THE TASK:
Copy out the records below word for word, starting at the line with "If you could mark the antler" and ending with the line with "If you could mark the tall", both of those lines included.

# start of THE INPUT

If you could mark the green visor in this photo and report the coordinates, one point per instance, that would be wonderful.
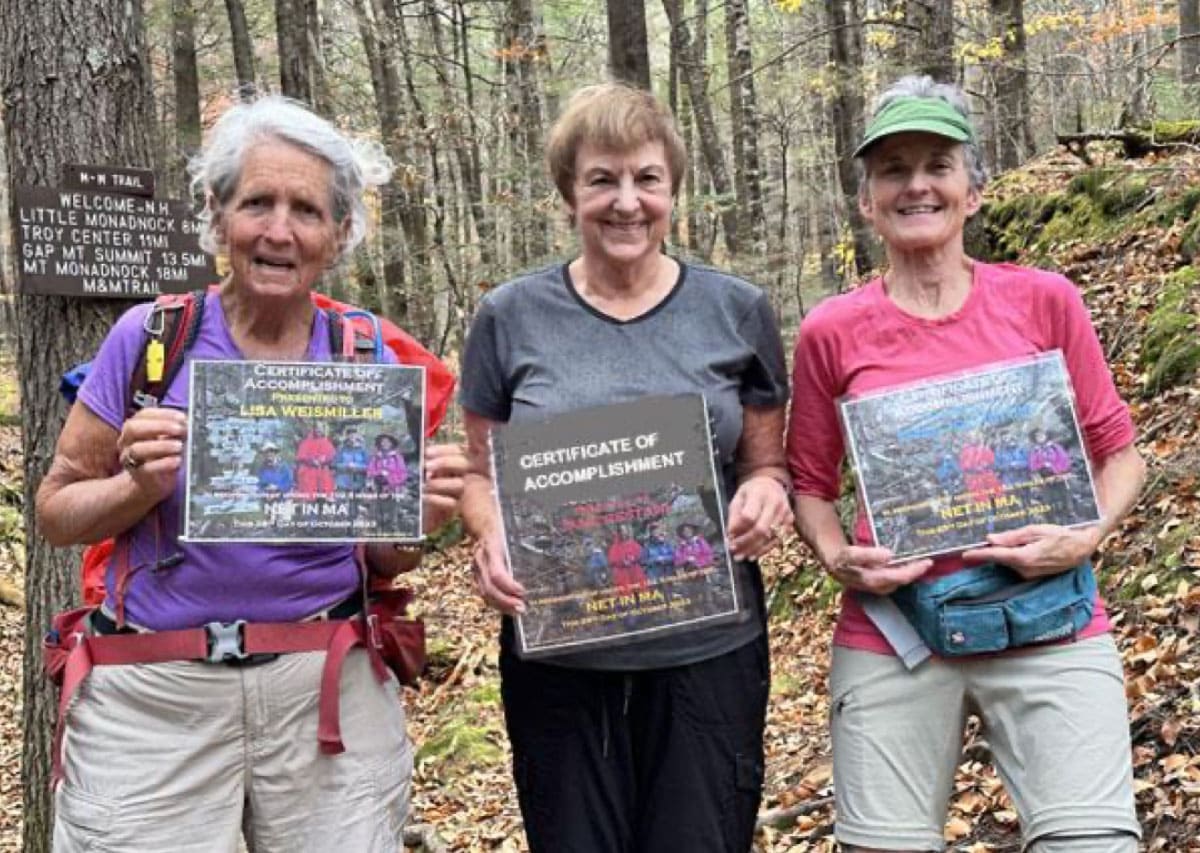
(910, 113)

# end of THE INPUT
# start of THE INPUT

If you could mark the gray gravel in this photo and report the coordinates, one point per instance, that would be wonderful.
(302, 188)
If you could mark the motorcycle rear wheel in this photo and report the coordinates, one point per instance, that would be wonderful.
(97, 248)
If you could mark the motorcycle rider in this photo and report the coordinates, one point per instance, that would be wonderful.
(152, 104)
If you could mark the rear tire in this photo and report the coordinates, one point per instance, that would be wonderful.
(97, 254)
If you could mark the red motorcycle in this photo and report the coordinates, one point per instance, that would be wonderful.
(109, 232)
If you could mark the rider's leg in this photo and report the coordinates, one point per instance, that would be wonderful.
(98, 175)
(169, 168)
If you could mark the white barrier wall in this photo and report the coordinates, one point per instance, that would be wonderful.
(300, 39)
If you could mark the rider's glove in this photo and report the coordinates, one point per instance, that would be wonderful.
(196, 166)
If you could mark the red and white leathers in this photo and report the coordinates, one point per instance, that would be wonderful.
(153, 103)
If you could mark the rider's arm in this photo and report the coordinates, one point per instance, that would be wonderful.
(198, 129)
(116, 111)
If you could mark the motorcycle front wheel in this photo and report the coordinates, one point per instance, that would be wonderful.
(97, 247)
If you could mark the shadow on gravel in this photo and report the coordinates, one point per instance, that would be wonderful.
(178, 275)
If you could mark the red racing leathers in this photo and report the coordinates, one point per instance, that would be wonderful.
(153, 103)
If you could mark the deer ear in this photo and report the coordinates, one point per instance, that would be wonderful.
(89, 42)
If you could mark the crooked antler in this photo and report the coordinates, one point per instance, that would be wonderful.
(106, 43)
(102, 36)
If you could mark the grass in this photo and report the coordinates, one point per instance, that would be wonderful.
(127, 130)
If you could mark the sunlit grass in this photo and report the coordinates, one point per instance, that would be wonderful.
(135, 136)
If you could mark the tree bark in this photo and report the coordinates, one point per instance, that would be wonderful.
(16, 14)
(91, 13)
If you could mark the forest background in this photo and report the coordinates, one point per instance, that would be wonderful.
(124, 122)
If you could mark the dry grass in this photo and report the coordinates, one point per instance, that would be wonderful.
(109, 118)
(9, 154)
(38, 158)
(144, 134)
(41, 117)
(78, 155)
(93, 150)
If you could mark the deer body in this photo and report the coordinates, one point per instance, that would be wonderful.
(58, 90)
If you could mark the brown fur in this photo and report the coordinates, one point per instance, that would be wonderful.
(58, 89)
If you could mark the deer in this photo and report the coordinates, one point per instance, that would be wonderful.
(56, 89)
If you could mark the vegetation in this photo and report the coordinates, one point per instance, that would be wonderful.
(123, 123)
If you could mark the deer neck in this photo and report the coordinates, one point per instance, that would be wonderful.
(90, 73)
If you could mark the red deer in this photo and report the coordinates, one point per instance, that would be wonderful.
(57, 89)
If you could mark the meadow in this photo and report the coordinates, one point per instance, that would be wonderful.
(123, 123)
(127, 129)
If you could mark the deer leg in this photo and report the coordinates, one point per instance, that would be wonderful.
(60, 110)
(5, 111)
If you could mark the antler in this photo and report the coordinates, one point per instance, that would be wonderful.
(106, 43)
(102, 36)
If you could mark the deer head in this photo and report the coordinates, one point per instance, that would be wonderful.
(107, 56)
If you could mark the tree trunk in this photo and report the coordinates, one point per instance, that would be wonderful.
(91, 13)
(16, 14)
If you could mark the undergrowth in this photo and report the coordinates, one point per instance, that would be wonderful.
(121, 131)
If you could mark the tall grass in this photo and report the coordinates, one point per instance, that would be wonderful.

# end of THE INPUT

CORRECT RESULT:
If you could mark the antler in this photo and report the coordinates, one point per instance, that would be wonderful.
(106, 43)
(102, 36)
If you could mark the deer head in this photo and report the coordinates, one point per instance, that would be wonderful.
(107, 56)
If you could mark the tree trunk in this photo and report the coordinates, one point per instance, that would be wonderful.
(91, 13)
(16, 14)
If you could mark the undergrowth in this photo and report the coordinates, one point per instance, that would be wonderful.
(121, 131)
If you could mark the tall grass in this photo and report the coordinates, one point per instance, that would be wonderful.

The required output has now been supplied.